DOCUMENT PASSAGE >>
╭──
… Well I pictured somebody else.

I’ve been listening and relistening to Elliott Smith’s second posthumous album, “New Moon“, paying close attention to one song in particular – “Half Right“. I’ve been pressing play over and over, and getting sucked into all these memories from when I first got stuck on this song while packing up and bringing down from the walls a puzzling, confusing year into boxes to be crammed into a car headed for New York City on a cold Ithaca morning.

I’m still amazed at how much my life can change from one year to the next, or even one month to the next, and I sometimes miss all the old me’s that exist in pinpoints in my history, echoes that make me who I am today that are, at the same time buried and lost. The more I try to turn around to see them or seek them out, the more they seem to dissolve in the timeline.

As C. and I sat talking about our experiences with therapy and antidepressants at dinner this evening, I confessed that I somehow regret having taken drugs to deal with my depression. I flip through old journals I kept when I was a teenager, and wonder where that girl went. While I recognize I’m probably much more healthy than I was before, I also mourn the loss of that voice that trembled to a whisper when I decided to take antidepressants. It’s been a few years since I stopped taking them, but I’ve never quite mustered up the same confidence and creativity I had before, even though I still write and doodle in notebooks. I haven’t completed a journal in years – I start and stop and keep multiple books open at the same time, each one storing blurbs and bits, nothing really substantial.
╰──
(Extracted records)
╭──
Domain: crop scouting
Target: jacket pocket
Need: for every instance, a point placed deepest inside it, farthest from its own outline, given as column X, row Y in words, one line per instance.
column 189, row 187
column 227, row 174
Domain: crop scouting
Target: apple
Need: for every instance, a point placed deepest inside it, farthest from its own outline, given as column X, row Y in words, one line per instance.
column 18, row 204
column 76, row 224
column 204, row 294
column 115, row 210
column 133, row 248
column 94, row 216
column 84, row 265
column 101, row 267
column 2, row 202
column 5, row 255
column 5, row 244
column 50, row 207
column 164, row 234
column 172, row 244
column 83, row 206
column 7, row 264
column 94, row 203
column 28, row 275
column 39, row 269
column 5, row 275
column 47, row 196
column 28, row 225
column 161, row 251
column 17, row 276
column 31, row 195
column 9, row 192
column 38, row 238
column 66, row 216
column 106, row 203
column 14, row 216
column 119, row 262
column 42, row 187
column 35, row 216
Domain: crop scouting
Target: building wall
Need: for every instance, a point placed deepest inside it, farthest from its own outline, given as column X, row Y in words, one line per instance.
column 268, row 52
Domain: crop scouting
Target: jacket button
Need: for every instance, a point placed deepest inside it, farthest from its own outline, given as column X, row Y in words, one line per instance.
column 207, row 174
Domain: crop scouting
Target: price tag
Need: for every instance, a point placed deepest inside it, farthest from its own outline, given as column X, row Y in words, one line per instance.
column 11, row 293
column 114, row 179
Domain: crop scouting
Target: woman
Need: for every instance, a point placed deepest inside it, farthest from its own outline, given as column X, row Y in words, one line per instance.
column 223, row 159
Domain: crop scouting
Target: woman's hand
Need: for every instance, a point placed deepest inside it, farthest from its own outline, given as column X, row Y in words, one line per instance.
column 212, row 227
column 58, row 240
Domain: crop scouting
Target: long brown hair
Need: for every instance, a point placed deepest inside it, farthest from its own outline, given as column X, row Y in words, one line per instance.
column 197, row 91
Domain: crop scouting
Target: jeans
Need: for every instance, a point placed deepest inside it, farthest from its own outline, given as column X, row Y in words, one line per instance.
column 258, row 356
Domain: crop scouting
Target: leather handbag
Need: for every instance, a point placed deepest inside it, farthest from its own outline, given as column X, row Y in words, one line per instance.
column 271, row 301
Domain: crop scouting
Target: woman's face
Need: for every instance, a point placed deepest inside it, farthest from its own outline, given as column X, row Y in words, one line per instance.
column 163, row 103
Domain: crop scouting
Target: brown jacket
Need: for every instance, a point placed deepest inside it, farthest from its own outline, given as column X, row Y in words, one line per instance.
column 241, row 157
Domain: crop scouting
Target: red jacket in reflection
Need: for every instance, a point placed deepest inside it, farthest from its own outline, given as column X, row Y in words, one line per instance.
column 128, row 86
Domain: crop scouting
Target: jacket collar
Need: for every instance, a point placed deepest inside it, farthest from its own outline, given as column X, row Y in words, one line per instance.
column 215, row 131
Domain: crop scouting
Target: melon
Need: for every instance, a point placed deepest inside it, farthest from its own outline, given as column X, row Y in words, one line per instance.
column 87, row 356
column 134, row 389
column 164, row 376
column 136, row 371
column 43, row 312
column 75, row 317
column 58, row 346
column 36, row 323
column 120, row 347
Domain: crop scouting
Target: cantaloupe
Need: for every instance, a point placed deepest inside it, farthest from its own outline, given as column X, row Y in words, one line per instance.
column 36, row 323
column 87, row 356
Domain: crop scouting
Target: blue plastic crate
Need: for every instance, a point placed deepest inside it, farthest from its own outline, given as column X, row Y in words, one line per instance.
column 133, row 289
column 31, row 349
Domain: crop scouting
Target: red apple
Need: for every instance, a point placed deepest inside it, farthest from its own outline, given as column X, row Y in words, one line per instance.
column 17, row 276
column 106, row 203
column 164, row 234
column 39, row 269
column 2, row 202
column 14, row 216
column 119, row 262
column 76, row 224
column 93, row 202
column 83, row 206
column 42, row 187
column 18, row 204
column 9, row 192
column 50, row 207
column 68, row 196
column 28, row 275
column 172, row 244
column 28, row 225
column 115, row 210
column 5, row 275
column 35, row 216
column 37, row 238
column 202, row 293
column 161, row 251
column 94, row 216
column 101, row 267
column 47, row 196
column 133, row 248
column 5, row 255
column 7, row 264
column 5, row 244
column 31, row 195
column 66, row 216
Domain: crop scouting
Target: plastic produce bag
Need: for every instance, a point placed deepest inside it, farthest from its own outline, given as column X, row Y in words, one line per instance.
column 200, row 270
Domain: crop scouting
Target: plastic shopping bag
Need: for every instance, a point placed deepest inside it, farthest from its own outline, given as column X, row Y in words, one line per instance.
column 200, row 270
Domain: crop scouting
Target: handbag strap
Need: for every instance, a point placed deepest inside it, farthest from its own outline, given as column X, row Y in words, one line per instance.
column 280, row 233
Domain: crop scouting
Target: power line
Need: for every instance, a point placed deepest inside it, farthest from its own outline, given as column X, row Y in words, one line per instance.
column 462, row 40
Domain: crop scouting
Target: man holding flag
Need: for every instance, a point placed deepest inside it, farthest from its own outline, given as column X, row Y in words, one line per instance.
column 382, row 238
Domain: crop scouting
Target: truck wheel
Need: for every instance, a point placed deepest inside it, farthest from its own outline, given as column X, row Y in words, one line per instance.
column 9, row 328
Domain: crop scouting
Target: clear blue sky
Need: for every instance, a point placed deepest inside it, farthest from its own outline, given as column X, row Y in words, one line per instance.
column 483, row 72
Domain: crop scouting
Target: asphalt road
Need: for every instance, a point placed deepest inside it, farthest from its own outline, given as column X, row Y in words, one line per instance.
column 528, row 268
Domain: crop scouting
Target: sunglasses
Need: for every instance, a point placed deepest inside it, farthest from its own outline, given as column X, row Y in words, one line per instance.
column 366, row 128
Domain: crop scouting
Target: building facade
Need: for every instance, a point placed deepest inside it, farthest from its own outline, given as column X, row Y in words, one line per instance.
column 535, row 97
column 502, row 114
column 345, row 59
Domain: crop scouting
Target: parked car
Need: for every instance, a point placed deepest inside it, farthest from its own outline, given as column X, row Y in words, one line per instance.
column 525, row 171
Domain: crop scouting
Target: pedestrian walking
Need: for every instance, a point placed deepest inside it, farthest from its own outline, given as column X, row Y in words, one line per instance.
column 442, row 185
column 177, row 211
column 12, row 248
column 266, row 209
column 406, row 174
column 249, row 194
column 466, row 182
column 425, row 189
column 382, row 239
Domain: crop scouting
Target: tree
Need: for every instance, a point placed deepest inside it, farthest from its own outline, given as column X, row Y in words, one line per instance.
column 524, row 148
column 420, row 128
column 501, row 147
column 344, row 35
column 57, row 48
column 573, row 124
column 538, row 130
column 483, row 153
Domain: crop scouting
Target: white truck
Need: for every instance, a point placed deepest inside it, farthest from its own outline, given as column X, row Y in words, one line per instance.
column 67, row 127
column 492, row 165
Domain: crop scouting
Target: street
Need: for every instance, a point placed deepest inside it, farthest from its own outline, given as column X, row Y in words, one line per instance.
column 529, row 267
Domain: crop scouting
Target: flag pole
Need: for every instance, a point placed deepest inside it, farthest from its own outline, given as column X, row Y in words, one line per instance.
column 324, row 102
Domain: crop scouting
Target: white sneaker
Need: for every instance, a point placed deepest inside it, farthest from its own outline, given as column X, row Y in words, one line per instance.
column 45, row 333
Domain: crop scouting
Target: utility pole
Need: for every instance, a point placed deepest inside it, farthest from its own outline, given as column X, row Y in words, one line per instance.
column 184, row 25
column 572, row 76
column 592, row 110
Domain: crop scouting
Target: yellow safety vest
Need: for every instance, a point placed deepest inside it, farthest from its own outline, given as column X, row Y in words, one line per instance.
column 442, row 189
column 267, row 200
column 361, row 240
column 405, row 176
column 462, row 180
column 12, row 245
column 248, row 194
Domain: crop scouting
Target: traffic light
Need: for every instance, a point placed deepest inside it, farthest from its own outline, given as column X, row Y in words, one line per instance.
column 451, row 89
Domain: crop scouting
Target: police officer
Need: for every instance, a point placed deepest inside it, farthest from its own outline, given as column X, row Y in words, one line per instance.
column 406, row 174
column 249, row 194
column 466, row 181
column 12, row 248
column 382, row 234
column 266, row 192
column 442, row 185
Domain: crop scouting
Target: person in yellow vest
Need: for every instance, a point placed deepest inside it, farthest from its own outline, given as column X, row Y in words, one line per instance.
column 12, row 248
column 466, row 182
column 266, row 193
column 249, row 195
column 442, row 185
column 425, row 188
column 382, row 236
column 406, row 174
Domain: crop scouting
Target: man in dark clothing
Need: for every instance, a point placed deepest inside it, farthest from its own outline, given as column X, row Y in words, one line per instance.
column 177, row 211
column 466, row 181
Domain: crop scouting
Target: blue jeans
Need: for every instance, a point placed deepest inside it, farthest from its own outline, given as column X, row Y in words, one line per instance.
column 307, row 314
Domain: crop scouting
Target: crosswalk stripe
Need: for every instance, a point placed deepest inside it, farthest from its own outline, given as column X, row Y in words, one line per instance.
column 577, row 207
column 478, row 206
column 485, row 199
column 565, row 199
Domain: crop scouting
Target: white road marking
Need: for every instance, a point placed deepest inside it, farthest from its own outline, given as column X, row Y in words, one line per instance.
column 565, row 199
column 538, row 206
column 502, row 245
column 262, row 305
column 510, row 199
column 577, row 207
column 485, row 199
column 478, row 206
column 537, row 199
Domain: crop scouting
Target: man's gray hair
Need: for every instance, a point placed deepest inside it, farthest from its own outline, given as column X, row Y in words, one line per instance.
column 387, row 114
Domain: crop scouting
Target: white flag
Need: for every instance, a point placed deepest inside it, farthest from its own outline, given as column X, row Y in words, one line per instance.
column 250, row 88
╰──
EXPLORE THE MATERIAL >>
**a.** Condense the paragraph of the blog post that begins "As C. and I sat talking" into a short bulleted list that keeps its main facts.
**b.** Continue the blog post, starting with the sentence that follows its final paragraph.

RESPONSES PER TASK >>
**a.**
- At dinner with C., the writer talked about therapy and antidepressants and admitted to somehow regretting taking drugs for depression.
- Reading old teenage journals, the writer wonders where that girl went.
- Though probably much healthier now, the writer mourns the voice that trembled to a whisper when deciding to take antidepressants.
- A few years after stopping them, the writer still hasn't regained the earlier confidence and creativity, despite still writing and doodling in notebooks.
- The writer hasn't completed a journal in years and keeps several open at once, each holding only blurbs and bits.

**b.**
It’s not like I want to be deep in that hole ever again, and exploit my entrapment to prime the creativity pump. But I wonder what it would be like to sit that girl down in a chair and offer her one of my notebooks, and just watch her draw or write, doodle or sketch, color outside the lines. I’d like to get inside her head again if only for another day, and another, and then another, just so I can really remember what it was like. Maybe it wasn’t all bad to be that way, and maybe it was half-right.


Would you say that one of your dreams
Got in you and ripped out the seams?